China’s demand for dairy products plays a pivotal role in setting the price direction on global dairy markets. Back in 2013 and 2014 they bought above expectations, which contributed to the collapse in global dairy prices when import demand slumped in 2015.
Historically there has been a strong relationship between China’s economic growth (as measured by GDP per capita) and its level of dairy imports. So much so that comparing the two trends can give an indication of whether import volumes are in line with demand, or contributing to stock building and posing a risk that import demand will fall away.
China’s buying unexpectedly strong in 2021
Although rising input costs and tight supplies are considered to be the main factors driving high dairy prices since summer 2021, demand has also been important. Strong demand, sustained even at higher prices, supported the market through 2020 and 2021, and China’s import demand played a central role in this.
In 2020, the pandemic curbed China’s GDP growth but didn’t seem to dampen import demand. Contracted shipments, plus the build-up of safety stocks to deal with logistical delays, appear to have kept imports on track with rising incomes. In 2021, China’s GDP growth bounced back despite the lingering effects of the pandemic. As for imports, they rose 23% year on year, far outstripping GDP-based expectations.
When we analysed this a year ago, the balance of products showed growth in liquid milk and whey but not in powders. This shifted in 2021, with liquid and whey products still growing year on year, but milk powder imports also seeing a large uplift, particularly for WMP.
What does this mean for China’s import demand later this year?
Based on China’s predicted economic growth of 4.4% for 2022, import volumes were expected to increase by around 6.5% this year. However, this doesn’t account for the higher-than-expected level of imports in 2021. The build-up of safety stocks will account for some of these additional import volumes, but if manufacturers now start to use these stocks, import buying could be dented through 2022.
So far this year, we have seen a drop in dairy imports, with Q1 2022 volumes down 12% on Q1 2021. Imports of powders and concentrates still rose in the period, as did butter volumes, while all other product categories saw lower volumes year on year. For milk powders, this is a particularly important period as China generally makes its biggest purchases at the start of the year when they can take advantage of low tariff rates.
Going forwards, it is possible that we will see a drop-off in demand if China now considers itself sufficiently stocked, particularly due to lower consumer buying as parts of China are again facing lockdowns.
Although there is a delay to trade data, we have seen signs of reduced demand in the falling prices at GDT auctions. Additionally, according to Rabobank, “local market prices of imported WMP have also recently weakened due to ample stock and uncertain demand”. As a result, Rabobank are expecting China’s appetite for imports to be dampened in the second half of 2022.
There are some signs that a reduction in demand from China could be forthcoming, whether due to ample supplies or lower demand. If realised, this would put downwards pressure on markets and limit further upward moves in dairy product prices. However, with high inputs costs keeping global milk expectations tight, this will provide help to counterbalance some of that downwards pressure.
◇ ◇ ◇
**DESCRIPTION OF THE TASK**
Please rewrite the text on China's dairy imports from "Based on China’s" up to and including "dented through 2022.", replacing "manufacturers" with "processors".
◇ ◇ ◇
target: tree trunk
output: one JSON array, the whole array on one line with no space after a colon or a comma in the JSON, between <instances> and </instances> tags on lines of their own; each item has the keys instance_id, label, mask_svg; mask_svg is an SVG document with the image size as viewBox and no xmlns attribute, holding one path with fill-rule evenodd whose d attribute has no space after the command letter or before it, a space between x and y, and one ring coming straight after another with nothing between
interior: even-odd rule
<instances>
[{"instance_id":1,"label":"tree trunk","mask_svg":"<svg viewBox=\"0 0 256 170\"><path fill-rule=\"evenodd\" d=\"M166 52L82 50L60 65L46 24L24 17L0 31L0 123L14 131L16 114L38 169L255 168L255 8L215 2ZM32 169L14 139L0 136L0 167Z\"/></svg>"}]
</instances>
◇ ◇ ◇
**EXPECTED ANSWER**
Based on China’s predicted economic growth of 4.4% for 2022, import volumes were expected to increase by around 6.5% this year. However, this doesn’t account for the higher-than-expected level of imports in 2021. The build-up of safety stocks will account for some of these additional import volumes, but if processors now start to use these stocks, import buying could be dented through 2022.